[Begin ENTRIES SHOWN]
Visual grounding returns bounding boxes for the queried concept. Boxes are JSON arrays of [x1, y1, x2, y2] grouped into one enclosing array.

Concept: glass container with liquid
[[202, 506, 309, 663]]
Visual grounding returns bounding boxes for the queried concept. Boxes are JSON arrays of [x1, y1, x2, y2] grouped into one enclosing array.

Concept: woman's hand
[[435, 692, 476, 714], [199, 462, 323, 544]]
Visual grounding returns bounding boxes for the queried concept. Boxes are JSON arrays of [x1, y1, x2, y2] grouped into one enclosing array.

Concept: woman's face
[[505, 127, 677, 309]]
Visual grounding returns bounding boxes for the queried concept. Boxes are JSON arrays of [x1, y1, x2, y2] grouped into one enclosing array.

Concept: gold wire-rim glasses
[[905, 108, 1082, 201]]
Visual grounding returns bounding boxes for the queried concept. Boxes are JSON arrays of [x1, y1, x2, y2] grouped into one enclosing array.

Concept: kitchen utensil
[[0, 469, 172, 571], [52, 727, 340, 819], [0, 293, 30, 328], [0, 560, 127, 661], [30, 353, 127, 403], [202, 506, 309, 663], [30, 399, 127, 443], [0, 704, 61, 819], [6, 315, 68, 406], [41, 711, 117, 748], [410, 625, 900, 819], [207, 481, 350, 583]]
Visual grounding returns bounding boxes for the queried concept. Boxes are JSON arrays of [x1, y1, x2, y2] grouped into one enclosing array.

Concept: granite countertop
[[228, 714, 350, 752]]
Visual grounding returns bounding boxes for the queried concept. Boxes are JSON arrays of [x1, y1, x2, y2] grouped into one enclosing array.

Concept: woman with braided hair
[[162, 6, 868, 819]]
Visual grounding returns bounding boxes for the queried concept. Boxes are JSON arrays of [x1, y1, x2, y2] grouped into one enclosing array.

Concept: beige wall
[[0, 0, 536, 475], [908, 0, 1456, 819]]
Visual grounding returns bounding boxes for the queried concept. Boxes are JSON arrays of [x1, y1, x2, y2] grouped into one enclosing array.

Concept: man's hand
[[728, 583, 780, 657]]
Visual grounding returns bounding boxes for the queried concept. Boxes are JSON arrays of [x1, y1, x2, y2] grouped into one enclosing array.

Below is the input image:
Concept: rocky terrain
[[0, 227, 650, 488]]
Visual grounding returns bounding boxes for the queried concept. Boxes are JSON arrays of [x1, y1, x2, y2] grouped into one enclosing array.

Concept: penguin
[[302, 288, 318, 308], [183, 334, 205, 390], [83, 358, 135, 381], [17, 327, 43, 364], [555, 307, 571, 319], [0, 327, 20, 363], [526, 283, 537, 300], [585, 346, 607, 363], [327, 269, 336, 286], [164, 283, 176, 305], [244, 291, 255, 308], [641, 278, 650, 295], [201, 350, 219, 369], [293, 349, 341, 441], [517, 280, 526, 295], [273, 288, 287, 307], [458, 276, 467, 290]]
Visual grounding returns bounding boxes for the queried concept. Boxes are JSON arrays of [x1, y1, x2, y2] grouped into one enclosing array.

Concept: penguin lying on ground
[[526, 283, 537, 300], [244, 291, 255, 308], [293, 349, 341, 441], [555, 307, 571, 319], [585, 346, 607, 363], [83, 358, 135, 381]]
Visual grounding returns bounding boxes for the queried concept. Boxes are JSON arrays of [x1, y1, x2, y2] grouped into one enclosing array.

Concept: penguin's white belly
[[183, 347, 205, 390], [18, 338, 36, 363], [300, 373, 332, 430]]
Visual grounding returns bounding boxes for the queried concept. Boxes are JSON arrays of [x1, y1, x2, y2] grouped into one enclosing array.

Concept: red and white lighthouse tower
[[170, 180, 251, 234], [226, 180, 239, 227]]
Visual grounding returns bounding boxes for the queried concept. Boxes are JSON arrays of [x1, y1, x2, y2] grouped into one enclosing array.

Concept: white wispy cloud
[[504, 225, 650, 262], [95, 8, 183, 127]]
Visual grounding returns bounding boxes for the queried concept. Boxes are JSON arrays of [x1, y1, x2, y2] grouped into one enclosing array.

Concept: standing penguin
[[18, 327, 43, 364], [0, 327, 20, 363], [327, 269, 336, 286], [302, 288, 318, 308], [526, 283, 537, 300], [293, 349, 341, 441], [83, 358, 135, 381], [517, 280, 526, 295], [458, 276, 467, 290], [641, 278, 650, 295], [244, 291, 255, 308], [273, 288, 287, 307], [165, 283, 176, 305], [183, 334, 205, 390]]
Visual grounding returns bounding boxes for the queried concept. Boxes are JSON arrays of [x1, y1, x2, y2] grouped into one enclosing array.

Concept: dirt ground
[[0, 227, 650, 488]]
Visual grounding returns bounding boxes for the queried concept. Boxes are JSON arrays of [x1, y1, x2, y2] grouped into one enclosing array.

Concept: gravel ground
[End ENTRIES SHOWN]
» THE TASK
Write out the whole listing again. Match it word for word.

» SOLUTION TO THIS PROBLEM
Visual grounding returns bounding boxes for the queried concept. Boxes are JSON arrays of [x1, y1, x2, y2] grouped into one enclosing array.

Concept: glass container with liquid
[[202, 506, 309, 663]]
Visual grounding returns bounding boxes for the queried concept. Boxes are JSON arrays of [x1, y1, x2, y2] grouped into one enclosing array.

Concept: woman's hand
[[435, 692, 476, 714], [199, 462, 323, 544]]
Visual grounding returns bounding boxes for the queried concept. Boxes are JSON arrays of [x1, y1, x2, y2] grouped into one enclosing array.

Concept: woman's face
[[505, 127, 677, 309]]
Visual grounding returns bounding boxes for the queried concept. Boxes are JSON arrays of [x1, y1, x2, y2] grouped into one enclosing array.

Concept: gold wire-rim glasses
[[905, 108, 1082, 201]]
Visual grounding returns bounding boxes for the queried concept. Boxes are JSON arrays of [x1, y1, x2, y2] grouped into one enclosing array.

Concept: kitchen utensil
[[0, 469, 172, 571], [52, 727, 340, 819], [0, 293, 30, 328], [0, 560, 127, 661], [30, 353, 127, 403], [202, 506, 309, 663], [30, 399, 127, 443], [0, 704, 61, 819], [6, 315, 68, 406], [41, 711, 117, 748], [410, 625, 900, 819], [207, 481, 350, 583]]
Visual grounding returns bounding boxes for the queried concept. Boxes are JSON arrays of [x1, y1, x2, y2] grouped into one enclosing array.

Concept: granite countertop
[[228, 714, 350, 752]]
Visual grounding returns bounding boxes for the queried concept. Boxes are JSON arrays of [x1, y1, x2, y2] grouped into one enclosing array.

Concept: woman with braided hair
[[162, 6, 868, 819]]
Visual grounding returns bounding boxes for the queried concept. Boxes are JSON arrays of [x1, y1, x2, y2] grouped into one enclosing array.

Concept: beige wall
[[0, 0, 536, 475], [908, 0, 1456, 819]]
Visual grounding returns bounding boxes for the queried concept. Boxes are JSON arrays of [x1, y1, x2, y2] grouped into one enclosing array.

Concept: man's hand
[[728, 583, 780, 657]]
Visual grounding returns bounding boxes for the queried concept. Boxes are JSON arrays of [x1, y1, x2, y2] grouped into one enclosing array.

Below is the input image:
Concept: rocky terrain
[[0, 227, 650, 488]]
Visual grounding returns bounding boxes for the queried concept. Boxes are JSON arrays of [x1, y1, x2, y2] grouped into one enclosing array.

Concept: penguin
[[302, 288, 318, 308], [183, 334, 205, 390], [83, 358, 135, 381], [17, 327, 43, 364], [555, 307, 571, 319], [0, 327, 20, 363], [526, 283, 537, 300], [585, 346, 607, 363], [327, 269, 336, 286], [164, 283, 176, 305], [244, 291, 255, 308], [641, 278, 650, 295], [201, 350, 219, 369], [293, 349, 341, 441], [517, 280, 526, 295], [273, 288, 287, 307], [458, 276, 467, 290]]
Visual grounding returns bounding boxes for the queried concept. Boxes are JSON arrays of [x1, y1, x2, y2] grouped into one enclosing array.

Concept: penguin lying on ground
[[526, 283, 537, 300], [244, 291, 255, 308], [293, 349, 341, 441], [555, 307, 571, 319], [585, 346, 607, 363], [83, 358, 135, 381]]
Visual grounding returns bounding boxes for the queried concept. Boxes are JSON arrays of [x1, y1, x2, y2] grouped into one enclosing array.

Concept: penguin's white belly
[[183, 347, 205, 390], [18, 338, 36, 363], [300, 373, 332, 430]]
Visual grounding returns bounding boxes for the queried concept. Boxes are JSON arrays of [x1, y1, x2, y2] grouped into one enclosing array.

Concept: red and white lighthouse tower
[[170, 180, 251, 234], [226, 180, 239, 227]]
Visual grounding returns bounding boxes for the queried concept. Boxes are JSON arrays of [x1, y1, x2, y2] grouped into one enclosing array.

Concept: white wispy cloud
[[504, 225, 650, 262], [95, 8, 183, 127]]
Visual grounding returns bounding boxes for the queried concept. Boxes are JSON arrays of [x1, y1, x2, y2] grouped into one enclosing array.

Concept: standing penguin
[[18, 327, 43, 364], [0, 327, 20, 363], [327, 269, 336, 286], [302, 288, 318, 308], [526, 283, 537, 300], [293, 349, 341, 441], [83, 358, 135, 381], [517, 280, 526, 295], [458, 276, 467, 290], [641, 278, 650, 295], [244, 291, 255, 308], [273, 288, 287, 307], [165, 283, 176, 305], [183, 334, 205, 390]]
Visual grounding returns bounding boxes for the queried concept. Boxes are JSON arrays of [x1, y1, x2, y2] grouped into one enclosing array.

Concept: dirt ground
[[0, 227, 650, 488]]
Visual grounding returns bounding boxes for the queried concept. Boxes are JSON arrays of [x1, y1, x2, y2] grouped into one enclosing array.

Concept: gravel ground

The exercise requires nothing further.